::: TEXTAUSZUG
Bild: Wer wird in der nächsten Bundesregierung den Kanzler stellen?
Eine Grundkonstante der Bundesrepublik ist es, dass sich neue
gesellschaftliche Mehrheiten oder Kulturen immer mit großer Zeitverzögerung
machtpolitisch realisieren. Bei den gesellschaftlichen Liberalisierungen
war das trotzdem okay, wenn das neue Staatsbürgerrecht oder die „Ehe für
alle“ spät, aber halt doch kamen. Bei der Erderhitzung ist das inzwischen
anders: It’s now or never. Aber welche Koalition kann’s?
Wenn nun nach den Regierungsbildungen in [1][NRW] und Schleswig-Holstein
[2][Schwarz-Grün] als der große Problemlöser verkauft werden soll, dann ist
das aus Sicht der CDU/CSU und mit Blick auf kommende Landtagswahlen
verständlich, denn es ist derzeit ihre beste oder einzige Machtoption. Mit
den Grünen als Junior sind sie in charge und scheinen auf der Höhe der Zeit
zu sein – besser geht’s nicht.
Aber diese unsere Zeit ist nicht nur über die fossile SPD hinweggegangen,
sondern auch über Schwarz-Grün. Die anstehenden und im
Wirtschaftsministerium bereits eingeleiteten Umbrüche kann man nur mit
Überzeugung, Know-how und neuen politischen Ideen und Instrumenten
schaffen. Nichts davon hat die Union. Man muss sie kleinkriegen, wie
Winfried Kretschmann das macht, damit sie still ist und zulässt. Mehr geht
im Moment nicht.
::::::
AUFGABENSTELLUNG
1. Könnten Sie aus dem Text über Schwarz-Grün den Abschnitt zwischen „Eine Grundkonstante der“ und „welche Koalition kann’s?“, beide Stellen eingeschlossen, wortgetreu abschreiben?
2. Welche Zeilen der Datensätze enthalten die Zeichenfolge „window“? Ziehen Sie jede dieser Zeilen unverändert heraus.
::: DATENSÄTZE
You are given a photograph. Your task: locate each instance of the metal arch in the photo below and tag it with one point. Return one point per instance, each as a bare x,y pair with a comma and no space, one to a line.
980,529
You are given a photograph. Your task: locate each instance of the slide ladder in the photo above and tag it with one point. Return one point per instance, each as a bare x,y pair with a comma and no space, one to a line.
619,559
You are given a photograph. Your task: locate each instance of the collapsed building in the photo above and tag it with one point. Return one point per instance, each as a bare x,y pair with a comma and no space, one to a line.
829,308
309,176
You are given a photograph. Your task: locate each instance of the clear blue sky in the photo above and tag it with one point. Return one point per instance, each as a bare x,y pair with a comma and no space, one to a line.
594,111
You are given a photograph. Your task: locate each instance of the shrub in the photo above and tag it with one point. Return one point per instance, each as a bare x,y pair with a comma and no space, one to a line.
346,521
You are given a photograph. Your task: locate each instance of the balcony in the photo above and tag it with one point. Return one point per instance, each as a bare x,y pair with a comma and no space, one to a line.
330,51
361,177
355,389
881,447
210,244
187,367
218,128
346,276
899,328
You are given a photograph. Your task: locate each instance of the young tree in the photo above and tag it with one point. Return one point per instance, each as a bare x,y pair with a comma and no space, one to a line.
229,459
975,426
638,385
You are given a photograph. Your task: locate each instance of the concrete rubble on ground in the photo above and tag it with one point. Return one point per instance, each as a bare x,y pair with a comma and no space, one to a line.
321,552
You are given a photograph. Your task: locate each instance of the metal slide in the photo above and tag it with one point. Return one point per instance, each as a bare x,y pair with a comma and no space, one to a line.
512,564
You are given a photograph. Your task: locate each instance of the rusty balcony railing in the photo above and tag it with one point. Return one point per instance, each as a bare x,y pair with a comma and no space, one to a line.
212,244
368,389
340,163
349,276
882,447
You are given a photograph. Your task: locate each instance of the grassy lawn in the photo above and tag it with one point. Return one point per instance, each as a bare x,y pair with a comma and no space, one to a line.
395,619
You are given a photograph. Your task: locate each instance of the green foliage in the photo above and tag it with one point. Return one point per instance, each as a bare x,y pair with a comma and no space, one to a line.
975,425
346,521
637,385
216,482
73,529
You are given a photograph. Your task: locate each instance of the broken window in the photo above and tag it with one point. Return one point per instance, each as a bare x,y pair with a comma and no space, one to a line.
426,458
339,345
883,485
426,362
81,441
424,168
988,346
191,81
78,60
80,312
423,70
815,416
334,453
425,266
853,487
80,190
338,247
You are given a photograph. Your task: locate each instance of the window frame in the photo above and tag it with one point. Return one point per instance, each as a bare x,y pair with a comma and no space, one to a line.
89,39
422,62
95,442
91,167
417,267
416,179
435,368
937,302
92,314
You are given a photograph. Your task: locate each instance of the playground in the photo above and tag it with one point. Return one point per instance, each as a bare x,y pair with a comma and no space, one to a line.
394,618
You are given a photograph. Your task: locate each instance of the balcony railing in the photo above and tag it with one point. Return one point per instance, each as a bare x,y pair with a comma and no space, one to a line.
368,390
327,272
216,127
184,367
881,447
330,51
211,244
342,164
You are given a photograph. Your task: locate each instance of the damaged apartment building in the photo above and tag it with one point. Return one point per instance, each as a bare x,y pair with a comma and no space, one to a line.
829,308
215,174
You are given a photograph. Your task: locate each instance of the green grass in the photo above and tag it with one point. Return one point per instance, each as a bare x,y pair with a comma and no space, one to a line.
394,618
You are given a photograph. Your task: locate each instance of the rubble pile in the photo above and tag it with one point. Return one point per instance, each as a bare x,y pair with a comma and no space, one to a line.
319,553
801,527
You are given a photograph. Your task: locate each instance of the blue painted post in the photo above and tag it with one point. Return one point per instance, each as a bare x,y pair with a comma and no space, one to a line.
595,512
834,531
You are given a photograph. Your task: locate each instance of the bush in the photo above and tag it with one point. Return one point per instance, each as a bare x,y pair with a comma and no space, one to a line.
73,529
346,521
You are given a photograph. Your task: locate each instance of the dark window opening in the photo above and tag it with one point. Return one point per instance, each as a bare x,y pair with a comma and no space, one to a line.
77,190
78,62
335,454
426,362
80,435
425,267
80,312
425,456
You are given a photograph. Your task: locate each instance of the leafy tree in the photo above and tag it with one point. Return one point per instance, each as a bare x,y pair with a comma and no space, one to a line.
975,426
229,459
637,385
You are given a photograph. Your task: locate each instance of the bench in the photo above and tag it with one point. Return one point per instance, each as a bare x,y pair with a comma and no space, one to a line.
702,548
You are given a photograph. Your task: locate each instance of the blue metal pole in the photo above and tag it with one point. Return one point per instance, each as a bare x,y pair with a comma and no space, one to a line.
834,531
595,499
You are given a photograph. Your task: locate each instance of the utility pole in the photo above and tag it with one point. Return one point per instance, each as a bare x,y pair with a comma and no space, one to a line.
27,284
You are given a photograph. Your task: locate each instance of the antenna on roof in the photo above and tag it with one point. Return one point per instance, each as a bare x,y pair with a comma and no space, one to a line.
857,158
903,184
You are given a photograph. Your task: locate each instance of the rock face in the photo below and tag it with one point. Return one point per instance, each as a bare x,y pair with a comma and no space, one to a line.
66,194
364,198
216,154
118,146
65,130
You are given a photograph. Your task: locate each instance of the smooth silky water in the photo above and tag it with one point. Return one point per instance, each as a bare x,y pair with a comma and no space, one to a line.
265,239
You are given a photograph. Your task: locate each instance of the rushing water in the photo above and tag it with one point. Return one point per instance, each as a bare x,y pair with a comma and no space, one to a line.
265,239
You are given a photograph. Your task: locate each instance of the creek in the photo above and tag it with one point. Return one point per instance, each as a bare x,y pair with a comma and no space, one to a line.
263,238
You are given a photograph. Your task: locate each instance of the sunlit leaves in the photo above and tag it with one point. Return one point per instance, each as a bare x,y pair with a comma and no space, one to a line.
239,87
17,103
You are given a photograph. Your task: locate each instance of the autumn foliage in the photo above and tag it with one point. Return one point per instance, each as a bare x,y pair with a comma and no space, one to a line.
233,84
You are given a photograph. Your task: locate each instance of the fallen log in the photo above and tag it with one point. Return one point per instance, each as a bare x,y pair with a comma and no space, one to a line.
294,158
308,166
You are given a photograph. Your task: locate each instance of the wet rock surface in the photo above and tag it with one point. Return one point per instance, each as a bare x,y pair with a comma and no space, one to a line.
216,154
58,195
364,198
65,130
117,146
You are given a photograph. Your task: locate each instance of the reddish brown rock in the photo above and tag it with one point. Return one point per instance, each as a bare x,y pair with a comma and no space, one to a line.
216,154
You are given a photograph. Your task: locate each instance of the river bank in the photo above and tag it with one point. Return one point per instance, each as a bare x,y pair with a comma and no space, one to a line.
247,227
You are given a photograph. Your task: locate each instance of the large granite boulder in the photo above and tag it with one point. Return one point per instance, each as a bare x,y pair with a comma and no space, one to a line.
::::::
LÖSUNGEN
1.
Eine Grundkonstante der Bundesrepublik ist es, dass sich neue
gesellschaftliche Mehrheiten oder Kulturen immer mit großer Zeitverzögerung
machtpolitisch realisieren. Bei den gesellschaftlichen Liberalisierungen
war das trotzdem okay, wenn das neue Staatsbürgerrecht oder die „Ehe für
alle“ spät, aber halt doch kamen. Bei der Erderhitzung ist das inzwischen
anders: It’s now or never. Aber welche Koalition kann’s?

2.
You are given a photograph. Your task: locate each instance of the broken window in the photo above and tag it with one point. Return one point per instance, each as a bare x,y pair with a comma and no space, one to a line.
You are given a photograph. Your task: locate each instance of the window frame in the photo above and tag it with one point. Return one point per instance, each as a bare x,y pair with a comma and no space, one to a line.
You are given a photograph. Your task: locate each instance of the dark window opening in the photo above and tag it with one point. Return one point per instance, each as a bare x,y pair with a comma and no space, one to a line.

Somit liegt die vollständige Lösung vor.